Source material –
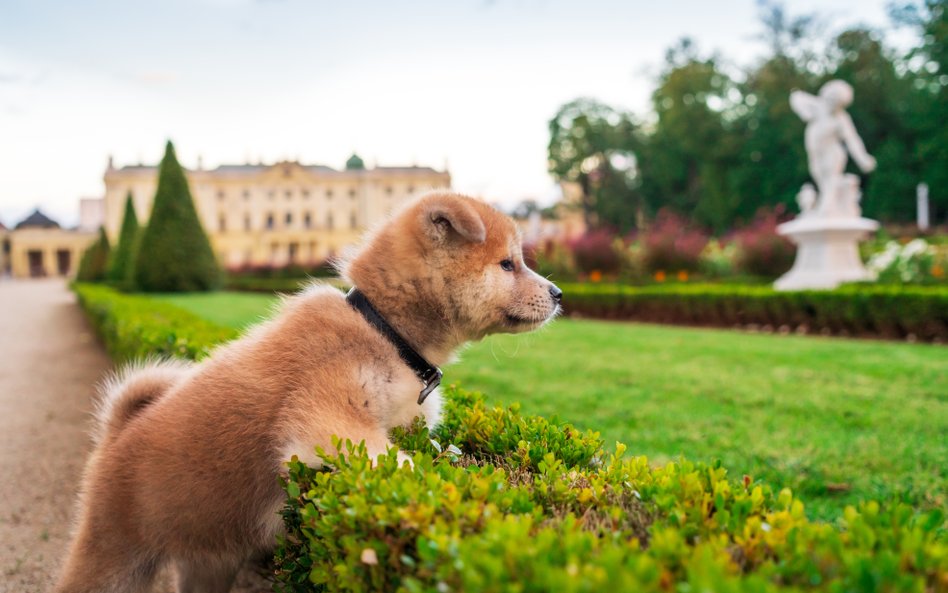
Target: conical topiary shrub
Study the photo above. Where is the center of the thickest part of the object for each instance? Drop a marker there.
(174, 254)
(95, 260)
(121, 263)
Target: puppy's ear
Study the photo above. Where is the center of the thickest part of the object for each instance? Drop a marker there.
(448, 216)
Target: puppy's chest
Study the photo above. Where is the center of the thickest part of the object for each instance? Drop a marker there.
(389, 390)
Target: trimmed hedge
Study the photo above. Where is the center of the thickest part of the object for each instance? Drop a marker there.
(873, 311)
(501, 501)
(519, 503)
(135, 327)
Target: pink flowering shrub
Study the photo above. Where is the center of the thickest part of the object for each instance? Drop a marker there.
(595, 251)
(761, 251)
(670, 244)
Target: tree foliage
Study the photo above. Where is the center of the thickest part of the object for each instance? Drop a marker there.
(95, 260)
(174, 254)
(121, 263)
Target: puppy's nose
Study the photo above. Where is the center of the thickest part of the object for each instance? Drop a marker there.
(556, 293)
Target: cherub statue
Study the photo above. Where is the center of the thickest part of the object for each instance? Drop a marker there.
(829, 133)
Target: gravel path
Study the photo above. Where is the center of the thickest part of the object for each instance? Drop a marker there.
(50, 362)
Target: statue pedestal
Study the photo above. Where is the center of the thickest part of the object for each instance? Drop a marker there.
(827, 252)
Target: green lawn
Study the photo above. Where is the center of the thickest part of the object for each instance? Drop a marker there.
(836, 420)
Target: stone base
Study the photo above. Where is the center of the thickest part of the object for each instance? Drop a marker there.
(827, 252)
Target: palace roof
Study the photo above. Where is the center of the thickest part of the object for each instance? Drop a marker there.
(37, 220)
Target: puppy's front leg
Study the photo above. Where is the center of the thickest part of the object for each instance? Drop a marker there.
(374, 450)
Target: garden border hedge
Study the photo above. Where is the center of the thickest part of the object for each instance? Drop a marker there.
(501, 501)
(867, 311)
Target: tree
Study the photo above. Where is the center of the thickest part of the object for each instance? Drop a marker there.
(882, 111)
(174, 254)
(927, 68)
(95, 260)
(685, 161)
(593, 145)
(122, 260)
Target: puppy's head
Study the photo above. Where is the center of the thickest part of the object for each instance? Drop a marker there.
(457, 259)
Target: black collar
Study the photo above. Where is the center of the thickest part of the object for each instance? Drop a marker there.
(429, 374)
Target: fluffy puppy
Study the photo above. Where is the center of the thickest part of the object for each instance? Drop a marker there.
(187, 456)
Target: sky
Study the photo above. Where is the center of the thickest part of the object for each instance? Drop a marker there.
(470, 84)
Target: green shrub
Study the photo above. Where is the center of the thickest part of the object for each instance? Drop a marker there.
(121, 271)
(134, 327)
(94, 262)
(500, 501)
(874, 311)
(505, 502)
(174, 254)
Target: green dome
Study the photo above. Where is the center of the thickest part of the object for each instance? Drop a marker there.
(355, 162)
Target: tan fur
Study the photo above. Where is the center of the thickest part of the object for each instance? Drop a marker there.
(185, 470)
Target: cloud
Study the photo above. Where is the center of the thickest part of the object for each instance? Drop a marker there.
(157, 77)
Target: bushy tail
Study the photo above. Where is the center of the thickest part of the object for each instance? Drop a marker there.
(128, 391)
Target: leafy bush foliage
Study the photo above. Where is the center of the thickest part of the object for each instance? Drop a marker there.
(878, 311)
(175, 254)
(595, 252)
(912, 263)
(499, 501)
(671, 245)
(761, 251)
(94, 262)
(134, 327)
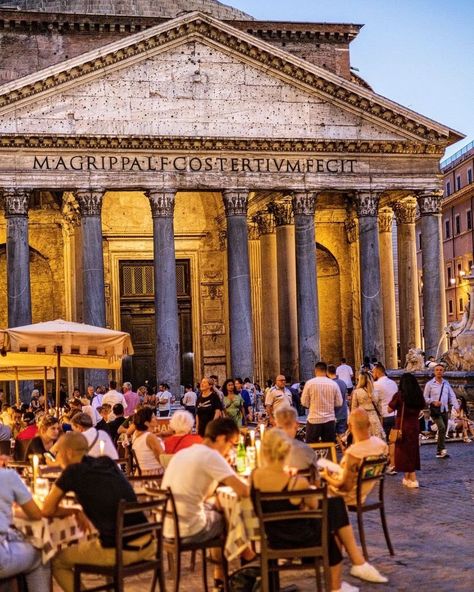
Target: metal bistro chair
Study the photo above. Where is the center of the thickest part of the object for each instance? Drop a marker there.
(269, 557)
(116, 574)
(371, 469)
(325, 450)
(175, 547)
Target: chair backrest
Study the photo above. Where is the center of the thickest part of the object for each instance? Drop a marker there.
(165, 459)
(154, 511)
(325, 450)
(371, 470)
(318, 498)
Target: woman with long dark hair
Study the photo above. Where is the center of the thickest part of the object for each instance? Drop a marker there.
(408, 403)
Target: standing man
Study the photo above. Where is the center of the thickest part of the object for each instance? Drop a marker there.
(189, 399)
(385, 387)
(112, 396)
(164, 400)
(439, 396)
(342, 412)
(131, 398)
(344, 372)
(322, 396)
(278, 396)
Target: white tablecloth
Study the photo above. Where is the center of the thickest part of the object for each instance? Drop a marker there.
(50, 535)
(242, 523)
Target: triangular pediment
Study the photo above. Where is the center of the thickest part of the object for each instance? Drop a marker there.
(198, 77)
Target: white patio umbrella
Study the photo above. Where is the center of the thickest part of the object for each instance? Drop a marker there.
(64, 344)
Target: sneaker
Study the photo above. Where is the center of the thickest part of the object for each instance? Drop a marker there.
(345, 587)
(368, 572)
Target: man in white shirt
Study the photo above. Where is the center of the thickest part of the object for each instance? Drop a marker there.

Task description – Above this task is a listing. Restate, word for word and with nothing added, the lines from the one with "Target: garden border hedge" through the one with "Target: puppy's head".

Exercise response –
Target: garden border hedge
Study the photo above. Where is the center of the thickest part of the object for each instance? Drop a marker there.
(501, 501)
(867, 311)
Target: tree
Study the photo above. Where is the center of the thickest part of the object for each instance? Drop a marker there.
(882, 111)
(174, 254)
(927, 68)
(95, 260)
(685, 161)
(593, 145)
(122, 260)
Target: puppy's head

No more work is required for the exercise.